GKI Peterongan

Melepas Keinginan Membalas

Berkuasanya Nelson Mandela sebagai Presiden Afrika Selatan tahun 1994 membuat rakyat Afrika Selatan yang berkulit putih gusar. Mereka khawatir jika Mandela akan melakukan pembalasan terhadap orang-orang kulit putih yang sudah menindas orang-orang kulit hitam selama periode politik Apartheid. Mandela memang melakukan pembalasan, tetapi tindakan pembalasan Mandela di luar dugaan semua orang. Mandela malah melibatkan orang-orang kulit putih di dalam pemerintahannya untuk membangun negara bersama-sama. Pembalasan yang dilakukan Mandela bukan pembalasan yang emosional melainkan sebuah pembalasan yang membangun satu sama lain. Buktinya, Afrika Selatan hari ini jauh lebih damai dan rakyat mau bersatu bersama-sama membangun negara mereka.
Mandela melakukan pembalasan tidak dengan tindakan yang menghancurkan atau destruktif tetapi dengan tindakan-tindakan yang membangun atau konstruktif. Inilah yang dimaksudkan Yesus dalam khotbah-Nya di bukit. Yesus tidak berbicara supaya manusia tidak boleh membalas perbuatan orang lain. Dalam Matius 5:39-44, sangat jelas Yesus meminta umat-Nya untuk melakukan pembalasan. Salah satunya ketika Yesus berkata “jika ada yang menampar pipi kananmu, berikanlah juga pipi kirimu untuk membalas perbuatannya.” Apa artinya?

_Soal Tertulis 1_
Salin ulang bagian catatan mulai dari awal catatan sampai baris yang memuat "357L151 362L156 365L161", dengan kedua ujungnya ikut disalin.

Data yang diambil dari sebuah koleksi:

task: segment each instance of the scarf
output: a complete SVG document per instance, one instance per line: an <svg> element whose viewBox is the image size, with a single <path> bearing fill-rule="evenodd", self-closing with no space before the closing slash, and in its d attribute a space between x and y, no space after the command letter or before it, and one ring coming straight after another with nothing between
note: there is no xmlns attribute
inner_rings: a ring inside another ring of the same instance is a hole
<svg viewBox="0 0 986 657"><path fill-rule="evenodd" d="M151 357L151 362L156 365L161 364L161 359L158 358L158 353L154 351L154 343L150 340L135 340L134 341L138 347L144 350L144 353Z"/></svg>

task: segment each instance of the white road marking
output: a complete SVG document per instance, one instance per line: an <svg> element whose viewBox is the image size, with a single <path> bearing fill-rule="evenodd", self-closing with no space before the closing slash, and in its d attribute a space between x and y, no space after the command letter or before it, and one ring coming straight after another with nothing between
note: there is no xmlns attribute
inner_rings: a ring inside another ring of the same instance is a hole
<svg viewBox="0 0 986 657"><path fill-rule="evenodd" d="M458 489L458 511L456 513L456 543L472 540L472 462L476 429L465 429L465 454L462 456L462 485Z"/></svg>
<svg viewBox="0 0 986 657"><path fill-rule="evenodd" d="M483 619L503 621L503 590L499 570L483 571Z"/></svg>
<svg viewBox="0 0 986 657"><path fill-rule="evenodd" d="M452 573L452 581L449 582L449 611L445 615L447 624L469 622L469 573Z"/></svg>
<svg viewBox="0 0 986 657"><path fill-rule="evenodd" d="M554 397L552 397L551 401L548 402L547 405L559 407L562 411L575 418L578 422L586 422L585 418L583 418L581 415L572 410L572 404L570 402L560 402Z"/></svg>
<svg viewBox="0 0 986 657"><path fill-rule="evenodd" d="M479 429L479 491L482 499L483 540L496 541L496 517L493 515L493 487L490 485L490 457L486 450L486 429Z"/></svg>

_Soal Tertulis 2_
Menurut teks yang diberikan, pada tahun berapa Nelson Mandela berkuasa sebagai Presiden Afrika Selatan?

_Jawaban 1_
task: segment each instance of the scarf
output: a complete SVG document per instance, one instance per line: an <svg> element whose viewBox is the image size, with a single <path> bearing fill-rule="evenodd", self-closing with no space before the closing slash, and in its d attribute a space between x and y, no space after the command letter or before it, and one ring coming straight after another with nothing between
note: there is no xmlns attribute
inner_rings: a ring inside another ring of the same instance is a hole
<svg viewBox="0 0 986 657"><path fill-rule="evenodd" d="M151 357L151 362L156 365L161 364L161 359L158 358L158 353L154 351L154 343L150 340L135 340L134 341L138 347L144 350L144 353Z"/></svg>

_Jawaban 2_
Tahun 1994.